Entries taken from a collection

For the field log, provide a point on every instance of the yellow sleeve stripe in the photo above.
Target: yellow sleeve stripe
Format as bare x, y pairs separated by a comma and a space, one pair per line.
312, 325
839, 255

*WORK ORDER*
Copy out each entry precisely. Leave nothing out.

*SOLUTION TO THIS EXERCISE*
For the field log, provide a point on every instance of the yellow sleeve stripe in the photo above.
Target: yellow sleeve stripe
Format as bare x, y pairs separated by a comma and a space, one pair per line.
312, 325
839, 255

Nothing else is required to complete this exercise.